> _Problem statement_
In the records below, the line with "[[1039, 357]]" opens the range and the line with "[[307, 471]]" closes it; print that range exactly and nothing else.

> _The data_
-=-=-=-=-
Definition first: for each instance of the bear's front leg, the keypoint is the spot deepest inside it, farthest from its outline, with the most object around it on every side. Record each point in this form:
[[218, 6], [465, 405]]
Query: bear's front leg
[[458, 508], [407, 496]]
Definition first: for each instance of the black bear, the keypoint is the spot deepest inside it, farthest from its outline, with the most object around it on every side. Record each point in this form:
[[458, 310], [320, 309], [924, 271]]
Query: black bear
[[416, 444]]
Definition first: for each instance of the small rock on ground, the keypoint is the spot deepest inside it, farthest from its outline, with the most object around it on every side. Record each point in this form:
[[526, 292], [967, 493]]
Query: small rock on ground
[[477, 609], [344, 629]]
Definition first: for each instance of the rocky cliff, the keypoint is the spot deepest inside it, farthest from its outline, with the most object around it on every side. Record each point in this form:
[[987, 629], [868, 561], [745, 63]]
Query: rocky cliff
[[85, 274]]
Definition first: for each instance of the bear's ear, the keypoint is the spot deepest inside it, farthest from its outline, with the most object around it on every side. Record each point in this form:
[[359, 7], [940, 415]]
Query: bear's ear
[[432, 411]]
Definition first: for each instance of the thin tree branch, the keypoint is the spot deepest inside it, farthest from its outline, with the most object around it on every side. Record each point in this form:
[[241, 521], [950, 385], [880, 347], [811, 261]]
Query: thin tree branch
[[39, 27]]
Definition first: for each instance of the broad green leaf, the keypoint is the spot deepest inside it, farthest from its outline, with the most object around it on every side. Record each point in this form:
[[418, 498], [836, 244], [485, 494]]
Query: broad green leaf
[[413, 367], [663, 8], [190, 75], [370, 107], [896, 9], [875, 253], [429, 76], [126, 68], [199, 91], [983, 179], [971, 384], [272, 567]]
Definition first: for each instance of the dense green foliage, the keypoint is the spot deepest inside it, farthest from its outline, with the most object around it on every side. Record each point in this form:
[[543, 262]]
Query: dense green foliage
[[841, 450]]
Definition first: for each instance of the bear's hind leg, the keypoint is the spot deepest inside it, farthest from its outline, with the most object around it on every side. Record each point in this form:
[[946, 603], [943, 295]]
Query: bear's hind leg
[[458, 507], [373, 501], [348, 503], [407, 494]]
-=-=-=-=-
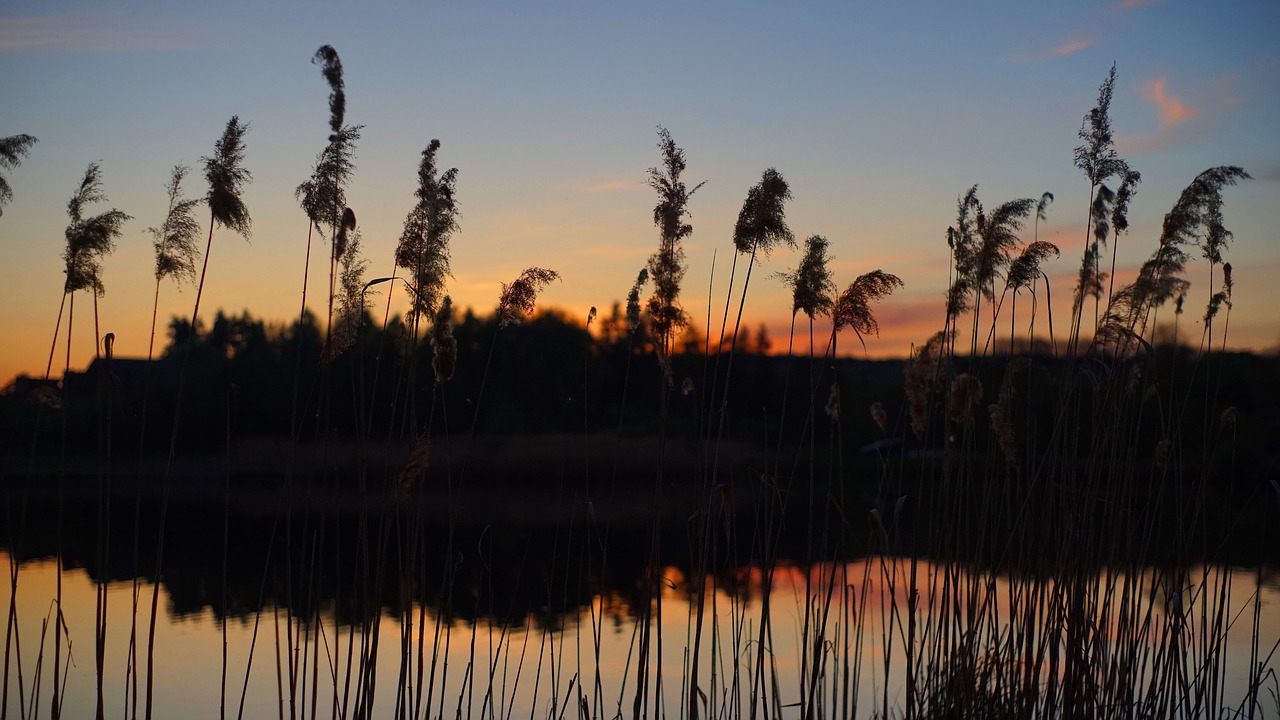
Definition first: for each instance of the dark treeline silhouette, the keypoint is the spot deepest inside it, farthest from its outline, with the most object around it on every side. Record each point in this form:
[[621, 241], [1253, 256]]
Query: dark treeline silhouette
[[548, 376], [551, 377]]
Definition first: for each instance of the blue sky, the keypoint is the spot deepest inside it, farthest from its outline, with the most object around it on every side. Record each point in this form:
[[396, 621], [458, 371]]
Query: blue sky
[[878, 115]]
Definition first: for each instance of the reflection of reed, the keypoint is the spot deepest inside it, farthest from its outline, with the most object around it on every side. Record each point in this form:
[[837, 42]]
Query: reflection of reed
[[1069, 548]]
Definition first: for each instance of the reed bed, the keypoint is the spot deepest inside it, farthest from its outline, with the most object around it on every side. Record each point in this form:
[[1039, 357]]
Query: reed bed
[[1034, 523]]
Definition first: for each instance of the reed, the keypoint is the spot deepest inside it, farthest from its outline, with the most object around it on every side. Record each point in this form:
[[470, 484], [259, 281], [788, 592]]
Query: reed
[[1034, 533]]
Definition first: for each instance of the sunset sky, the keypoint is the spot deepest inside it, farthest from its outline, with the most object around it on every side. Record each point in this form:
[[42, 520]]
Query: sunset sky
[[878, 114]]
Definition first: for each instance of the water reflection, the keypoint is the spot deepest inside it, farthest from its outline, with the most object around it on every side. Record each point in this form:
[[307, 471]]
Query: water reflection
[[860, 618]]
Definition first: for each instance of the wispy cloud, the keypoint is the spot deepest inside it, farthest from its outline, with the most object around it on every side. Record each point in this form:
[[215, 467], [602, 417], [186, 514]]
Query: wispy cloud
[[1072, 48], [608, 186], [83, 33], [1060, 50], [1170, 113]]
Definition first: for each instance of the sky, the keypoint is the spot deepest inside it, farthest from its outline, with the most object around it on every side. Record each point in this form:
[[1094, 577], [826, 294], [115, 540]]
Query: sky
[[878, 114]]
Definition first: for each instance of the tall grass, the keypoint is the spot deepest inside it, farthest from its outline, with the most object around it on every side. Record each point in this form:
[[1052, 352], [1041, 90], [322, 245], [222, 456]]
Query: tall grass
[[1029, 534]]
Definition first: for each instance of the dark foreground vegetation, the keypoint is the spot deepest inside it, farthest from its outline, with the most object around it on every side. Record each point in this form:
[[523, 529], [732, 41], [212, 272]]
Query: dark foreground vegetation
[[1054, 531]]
-=-=-=-=-
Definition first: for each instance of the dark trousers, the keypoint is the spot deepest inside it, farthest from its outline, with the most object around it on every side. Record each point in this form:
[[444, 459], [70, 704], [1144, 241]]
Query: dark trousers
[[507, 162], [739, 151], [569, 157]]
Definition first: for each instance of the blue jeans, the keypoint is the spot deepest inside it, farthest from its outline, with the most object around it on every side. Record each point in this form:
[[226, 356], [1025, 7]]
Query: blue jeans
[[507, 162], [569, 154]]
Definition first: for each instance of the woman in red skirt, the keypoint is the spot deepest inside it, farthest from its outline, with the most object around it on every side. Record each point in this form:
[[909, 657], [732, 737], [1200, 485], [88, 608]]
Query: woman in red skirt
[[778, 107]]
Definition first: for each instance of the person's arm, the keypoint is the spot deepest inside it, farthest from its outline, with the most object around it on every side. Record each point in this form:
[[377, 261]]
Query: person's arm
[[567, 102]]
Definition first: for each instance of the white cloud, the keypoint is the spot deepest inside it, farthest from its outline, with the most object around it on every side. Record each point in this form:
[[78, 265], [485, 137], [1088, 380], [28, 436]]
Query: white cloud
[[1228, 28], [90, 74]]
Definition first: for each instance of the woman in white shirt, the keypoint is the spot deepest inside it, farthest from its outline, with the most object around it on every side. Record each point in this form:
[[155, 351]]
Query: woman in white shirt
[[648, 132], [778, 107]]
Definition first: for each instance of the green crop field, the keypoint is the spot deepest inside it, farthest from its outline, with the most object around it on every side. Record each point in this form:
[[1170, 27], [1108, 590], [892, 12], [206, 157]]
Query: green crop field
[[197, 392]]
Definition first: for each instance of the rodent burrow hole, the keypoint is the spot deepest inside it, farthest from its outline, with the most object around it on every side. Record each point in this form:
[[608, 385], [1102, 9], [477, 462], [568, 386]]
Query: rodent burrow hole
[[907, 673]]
-=-=-=-=-
> _Completed exercise_
[[1039, 357]]
Query: reed bed
[[1034, 523]]
Definition first: for each instance of the reed, the keypoint is the spot deepest inside it, farthest from its outline, with the most object around it on every side. Record each point in this form:
[[470, 484], [259, 281], [788, 592]]
Query: reed
[[1034, 533]]
Definition first: for each instance of the sunset sky, the keypoint is the spot deepest inside it, farthest from its outline, with the most object around it on every side. Record each point in this form:
[[42, 520]]
Query: sunset sky
[[878, 114]]
Definition first: for each instance of the water reflection, the keypoint is the spot deepest inside it, farthest from its outline, with the most object around it on every side. Record each point in this form:
[[307, 471]]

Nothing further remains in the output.